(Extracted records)
•••

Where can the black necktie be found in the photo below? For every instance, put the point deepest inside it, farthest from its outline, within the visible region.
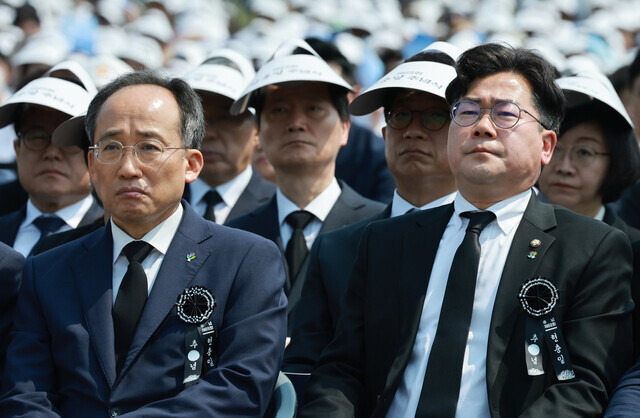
(441, 386)
(297, 246)
(131, 298)
(212, 198)
(47, 224)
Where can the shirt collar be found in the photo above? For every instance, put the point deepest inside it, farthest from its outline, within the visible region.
(72, 214)
(159, 237)
(508, 212)
(229, 192)
(319, 207)
(400, 206)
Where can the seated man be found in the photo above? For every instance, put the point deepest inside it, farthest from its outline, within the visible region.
(495, 305)
(227, 186)
(160, 312)
(416, 152)
(55, 178)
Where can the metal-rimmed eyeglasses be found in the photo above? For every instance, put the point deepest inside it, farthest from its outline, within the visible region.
(38, 140)
(505, 115)
(148, 151)
(430, 120)
(580, 155)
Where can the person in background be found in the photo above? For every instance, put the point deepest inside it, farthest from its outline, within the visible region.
(415, 138)
(227, 186)
(55, 178)
(304, 121)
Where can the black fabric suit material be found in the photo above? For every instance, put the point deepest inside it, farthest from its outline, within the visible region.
(588, 261)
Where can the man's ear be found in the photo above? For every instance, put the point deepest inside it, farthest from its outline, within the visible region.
(549, 141)
(194, 163)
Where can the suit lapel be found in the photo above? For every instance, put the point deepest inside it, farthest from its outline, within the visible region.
(174, 276)
(257, 193)
(518, 268)
(92, 272)
(419, 248)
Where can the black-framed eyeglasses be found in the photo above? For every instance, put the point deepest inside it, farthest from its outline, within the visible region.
(430, 120)
(580, 155)
(38, 140)
(148, 151)
(505, 115)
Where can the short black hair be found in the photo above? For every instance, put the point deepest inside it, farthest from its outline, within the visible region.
(192, 123)
(624, 166)
(492, 58)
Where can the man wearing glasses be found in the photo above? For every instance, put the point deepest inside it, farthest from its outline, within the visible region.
(55, 178)
(160, 312)
(497, 305)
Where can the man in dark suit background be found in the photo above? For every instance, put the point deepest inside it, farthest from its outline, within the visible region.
(11, 263)
(301, 106)
(227, 187)
(360, 163)
(417, 117)
(159, 313)
(55, 178)
(535, 318)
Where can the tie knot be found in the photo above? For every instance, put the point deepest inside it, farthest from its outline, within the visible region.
(212, 197)
(299, 219)
(136, 251)
(47, 224)
(478, 220)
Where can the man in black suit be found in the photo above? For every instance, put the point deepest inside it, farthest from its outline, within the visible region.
(303, 118)
(417, 118)
(55, 178)
(228, 187)
(11, 263)
(498, 305)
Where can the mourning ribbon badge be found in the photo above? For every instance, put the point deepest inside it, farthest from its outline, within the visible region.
(538, 297)
(195, 307)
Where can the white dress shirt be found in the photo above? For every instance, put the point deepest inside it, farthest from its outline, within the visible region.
(159, 237)
(29, 234)
(229, 192)
(319, 207)
(495, 241)
(399, 206)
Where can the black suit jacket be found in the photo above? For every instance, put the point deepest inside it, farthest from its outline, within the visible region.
(10, 223)
(11, 263)
(349, 208)
(257, 193)
(315, 320)
(588, 261)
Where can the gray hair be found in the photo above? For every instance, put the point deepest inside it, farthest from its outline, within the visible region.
(192, 123)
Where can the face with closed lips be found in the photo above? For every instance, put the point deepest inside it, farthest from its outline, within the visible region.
(300, 127)
(53, 177)
(572, 185)
(415, 151)
(229, 140)
(141, 196)
(491, 164)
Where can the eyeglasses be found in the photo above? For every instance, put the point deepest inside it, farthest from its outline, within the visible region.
(38, 140)
(148, 151)
(431, 121)
(580, 155)
(505, 115)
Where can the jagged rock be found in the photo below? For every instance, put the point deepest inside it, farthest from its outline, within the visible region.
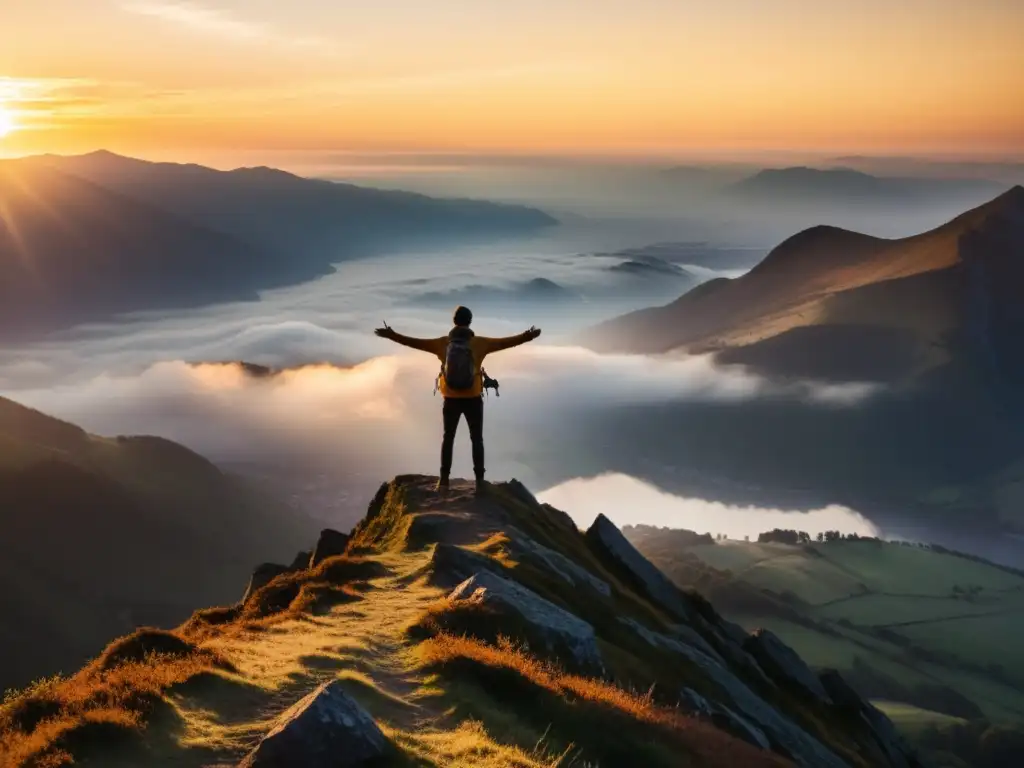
(892, 743)
(326, 728)
(691, 637)
(301, 561)
(724, 635)
(558, 629)
(607, 539)
(556, 561)
(263, 574)
(725, 719)
(452, 565)
(563, 517)
(670, 643)
(784, 735)
(330, 544)
(521, 493)
(783, 665)
(840, 691)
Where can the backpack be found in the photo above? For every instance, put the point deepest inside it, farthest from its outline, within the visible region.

•••

How to complete this task: The expected result is the data above in exact form, free of pictures.

Exercise result:
Where can the black necktie be found in the photo below? For every instance, put the point deepest inside it, farthest from its outline, within the visible region.
(441, 386)
(297, 246)
(131, 298)
(212, 198)
(47, 224)
Where can the shirt collar be found in the photo above? For every instance, put the point deepest inside it, farthest from its outline, within the visible region.
(72, 214)
(159, 237)
(508, 212)
(229, 192)
(319, 207)
(400, 206)
Where can the seated man be found in the photo above? For every instance, put the point deepest inside it, farthest from its outline, within the visible region.
(495, 305)
(227, 186)
(160, 312)
(416, 152)
(55, 178)
Where can the metal-rimmed eyeglasses be found in the photo above? For every instance, put the point deepest inside it, farthest from its outline, within the visible region.
(38, 140)
(505, 115)
(148, 151)
(430, 120)
(580, 155)
Where can the person in background be found in the photo above? For every instance, put the point deepest inside it, farthest from its outline, within the visible region.
(415, 138)
(227, 186)
(55, 178)
(304, 121)
Where can the black fabric suit material be found in the photo above? For every instance, put the point deepest inside it, farthest from its outline, within the visible region.
(588, 261)
Where can the man's ear be found in the photo above? For every instance, put the point deepest inside it, farthest from its outline, within the visible region.
(549, 141)
(194, 163)
Where can the suit lapel be found in the photo above? For every instance, put the point deepest inside it, farthest from its outline, within the visible region.
(174, 276)
(257, 193)
(518, 268)
(92, 272)
(419, 248)
Where can the black-framed eyeglasses be found in the photo above? For every instance, put the point deepest inside it, farthest from its outline, within the visible region.
(430, 120)
(580, 155)
(38, 140)
(148, 151)
(505, 115)
Where can the short black hair be found in the photo above? For every instance, put the point deepest inside it, farthest from its outline, within the visible region.
(192, 123)
(624, 166)
(492, 58)
Where can the man wearing glasses be found in the photo above? For every instance, put the point deepest inside it, farthest from its outline, within the visible region.
(55, 178)
(160, 312)
(497, 305)
Where can the man in dark suit background be found in the photo above? For every instance, put the point deepest inside it, farthest from its outline, within the visible region.
(11, 263)
(301, 106)
(227, 187)
(360, 163)
(417, 117)
(159, 313)
(55, 178)
(535, 318)
Where can the tie knot be found in the photo above? For every instance, put the point deepest inside it, farthest from its outline, within the visible region.
(212, 197)
(299, 219)
(136, 251)
(47, 224)
(478, 220)
Where can the man in black suit be found in the photo above? For every instance, put the point deepest inside it, farthest from its outline, within the visible region.
(303, 118)
(417, 118)
(55, 178)
(228, 187)
(11, 263)
(498, 305)
Where can the mourning ribbon badge be found in the photo above? For every instance, put the point deepest inside it, farthest from its outline, within the visible region.
(538, 297)
(195, 307)
Where can the white dress shirt be found in the photo above? For every instance, put the point deepest inside it, farthest from its outline, within the visible region.
(159, 237)
(29, 234)
(229, 192)
(319, 207)
(495, 241)
(399, 206)
Where can the black suit jacket be found in the photo above? For every instance, put the point deepest inside it, farthest from its outline, within the visible region.
(10, 223)
(11, 263)
(349, 208)
(257, 193)
(315, 320)
(588, 261)
Where can the gray hair be found in the photo above? For every instance, put the point deepest inside it, farthest from its outline, within the visible region.
(192, 123)
Where can the face with closed lips be found in the photo above? For every instance, put the point deepest inside it, farthest from its outline, within the visible region.
(300, 127)
(53, 177)
(572, 185)
(415, 151)
(229, 140)
(141, 196)
(491, 164)
Where can the eyeglasses be found in the photo above? For every instance, put the point deepest inside it, farthest from its outline, within the visible region.
(38, 140)
(148, 151)
(431, 121)
(580, 155)
(505, 115)
Where can the jagged rock be found in the photo below? For every instance, put the point deepest inside it, farthest from its outline, within the visible region.
(892, 743)
(326, 728)
(691, 637)
(301, 561)
(724, 635)
(558, 629)
(607, 539)
(556, 561)
(263, 574)
(725, 719)
(452, 565)
(563, 517)
(670, 643)
(784, 735)
(330, 544)
(521, 493)
(783, 665)
(840, 691)
Where can the backpack be found in the photo above? For every instance, put the point deepest inside it, farthest from its outline, within the visible region.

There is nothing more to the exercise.